Mine Worker Who Focused Attention on Libby Asbestos Problem has Meso
January 15, 2006 - Les Skramstad, a Libby, Montana resident and former mine worker who brought the plight of the city to the attention of the world, has been diagnosed with mesothelioma.
Skramstad, who worked for W.R. Grace-owned Zonolite from 1959 until 1962, has long been an advocate for those who have become sick or died from exposure to asbestos from the contaminated vermiculite mined in Libby, Montana.
According to an article in the Missoulian, Les – whose wife and two oldest children suffer from asbestosis – was one of the first to bring the plight of hundreds of Libby-ans to the attention of local and state officials. Most didn’t listen to him, especially in the beginning, before the EPA came to town and confirmed that the entire town was coated with dangerous asbestos particles of the tremolite type, much more hazardous than the more common chrysotile variety.
Skramstad described to the Missoulian his days at the mine, where he began working at age 23. “There was an incredible amount of dust, a very unique dust,” Skramstad said. “It stuck to everything. It would stand right up on the guy wires; it would cling to whatever it touched. I don't have an explanation, but my job was to sweep it up, on all seven floors of the mill site.”
After he swept the floor, Skramstad explained, he loaded the dust into wheelbarrows and shoveled it onto a 200-foot-long conveyor belt, which carried the dust away, and deposited it at the base of a mountain near the mine.

→ **Task goal**
Please set down, word for word, the part of the Libby asbestos article that opens with the words containing "According to an" and closes with "common chrysotile variety.".

→ **Extracted information**

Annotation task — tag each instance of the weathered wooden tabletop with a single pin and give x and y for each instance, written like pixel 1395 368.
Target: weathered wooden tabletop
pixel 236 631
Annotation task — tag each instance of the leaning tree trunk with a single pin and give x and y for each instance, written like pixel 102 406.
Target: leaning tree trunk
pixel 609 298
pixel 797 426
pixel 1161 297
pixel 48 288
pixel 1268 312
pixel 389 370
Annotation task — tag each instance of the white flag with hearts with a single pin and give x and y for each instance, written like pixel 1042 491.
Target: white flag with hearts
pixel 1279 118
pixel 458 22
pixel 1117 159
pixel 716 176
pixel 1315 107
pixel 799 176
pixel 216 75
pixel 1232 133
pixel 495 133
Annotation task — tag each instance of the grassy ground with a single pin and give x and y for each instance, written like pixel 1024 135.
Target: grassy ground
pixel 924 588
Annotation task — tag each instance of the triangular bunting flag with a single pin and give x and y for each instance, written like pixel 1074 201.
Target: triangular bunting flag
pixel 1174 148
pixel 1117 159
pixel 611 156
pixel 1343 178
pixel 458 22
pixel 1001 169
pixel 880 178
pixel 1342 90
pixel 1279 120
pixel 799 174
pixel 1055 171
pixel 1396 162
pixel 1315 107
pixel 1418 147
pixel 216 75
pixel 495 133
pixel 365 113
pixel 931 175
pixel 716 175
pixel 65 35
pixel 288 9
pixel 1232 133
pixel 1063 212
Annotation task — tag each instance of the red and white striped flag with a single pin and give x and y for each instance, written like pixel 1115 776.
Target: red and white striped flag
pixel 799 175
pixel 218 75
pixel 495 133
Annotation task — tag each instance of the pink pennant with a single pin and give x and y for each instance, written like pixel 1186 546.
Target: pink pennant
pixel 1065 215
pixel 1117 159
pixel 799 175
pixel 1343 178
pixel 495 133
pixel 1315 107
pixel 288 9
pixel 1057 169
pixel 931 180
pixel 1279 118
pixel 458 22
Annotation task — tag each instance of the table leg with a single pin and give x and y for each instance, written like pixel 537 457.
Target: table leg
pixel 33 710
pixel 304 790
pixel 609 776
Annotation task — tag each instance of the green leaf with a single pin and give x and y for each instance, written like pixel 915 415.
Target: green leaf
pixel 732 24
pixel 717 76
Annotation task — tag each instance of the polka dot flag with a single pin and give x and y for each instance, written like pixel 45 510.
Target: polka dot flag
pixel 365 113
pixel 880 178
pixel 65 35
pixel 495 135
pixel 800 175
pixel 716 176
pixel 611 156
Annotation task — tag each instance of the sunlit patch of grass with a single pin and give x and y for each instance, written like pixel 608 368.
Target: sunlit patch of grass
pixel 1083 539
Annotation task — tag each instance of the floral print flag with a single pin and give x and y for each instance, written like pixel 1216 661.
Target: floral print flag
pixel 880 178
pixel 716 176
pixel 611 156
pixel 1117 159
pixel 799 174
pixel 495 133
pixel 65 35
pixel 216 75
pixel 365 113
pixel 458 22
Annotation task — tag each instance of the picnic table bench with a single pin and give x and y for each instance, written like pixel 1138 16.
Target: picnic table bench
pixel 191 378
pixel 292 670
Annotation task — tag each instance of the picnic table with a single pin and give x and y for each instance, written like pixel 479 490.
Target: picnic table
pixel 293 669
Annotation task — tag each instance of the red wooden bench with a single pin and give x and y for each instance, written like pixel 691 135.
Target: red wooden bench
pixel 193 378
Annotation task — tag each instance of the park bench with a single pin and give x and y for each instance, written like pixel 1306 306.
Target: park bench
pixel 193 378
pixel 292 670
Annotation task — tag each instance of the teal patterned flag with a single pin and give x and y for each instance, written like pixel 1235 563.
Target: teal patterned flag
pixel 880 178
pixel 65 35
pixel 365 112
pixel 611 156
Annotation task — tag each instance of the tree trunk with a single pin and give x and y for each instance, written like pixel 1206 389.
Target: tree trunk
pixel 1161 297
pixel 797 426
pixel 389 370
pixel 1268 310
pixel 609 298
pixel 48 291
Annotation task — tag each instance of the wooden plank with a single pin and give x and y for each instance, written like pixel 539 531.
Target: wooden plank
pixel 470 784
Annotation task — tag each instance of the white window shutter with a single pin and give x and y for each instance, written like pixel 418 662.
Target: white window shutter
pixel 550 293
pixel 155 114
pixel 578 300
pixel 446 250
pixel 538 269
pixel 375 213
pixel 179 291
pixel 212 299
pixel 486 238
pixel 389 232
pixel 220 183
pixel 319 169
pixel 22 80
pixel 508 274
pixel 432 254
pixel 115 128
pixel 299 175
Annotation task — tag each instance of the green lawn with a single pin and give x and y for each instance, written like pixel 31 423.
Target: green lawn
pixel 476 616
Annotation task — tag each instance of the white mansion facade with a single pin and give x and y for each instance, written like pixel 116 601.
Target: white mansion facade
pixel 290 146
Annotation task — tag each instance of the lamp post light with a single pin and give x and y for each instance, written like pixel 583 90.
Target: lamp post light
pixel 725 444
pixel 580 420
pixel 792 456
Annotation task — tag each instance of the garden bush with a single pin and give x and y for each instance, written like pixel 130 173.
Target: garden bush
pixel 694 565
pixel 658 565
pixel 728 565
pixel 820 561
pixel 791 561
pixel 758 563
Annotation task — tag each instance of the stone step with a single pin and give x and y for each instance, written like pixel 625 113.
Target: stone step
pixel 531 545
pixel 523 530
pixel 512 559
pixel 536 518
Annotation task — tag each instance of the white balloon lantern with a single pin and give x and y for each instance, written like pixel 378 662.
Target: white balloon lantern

→ **Response to this exercise**
According to an article in the Missoulian, Les – whose wife and two oldest children suffer from asbestosis – was one of the first to bring the plight of hundreds of Libby-ans to the attention of local and state officials. Most didn’t listen to him, especially in the beginning, before the EPA came to town and confirmed that the entire town was coated with dangerous asbestos particles of the tremolite type, much more hazardous than the more common chrysotile variety.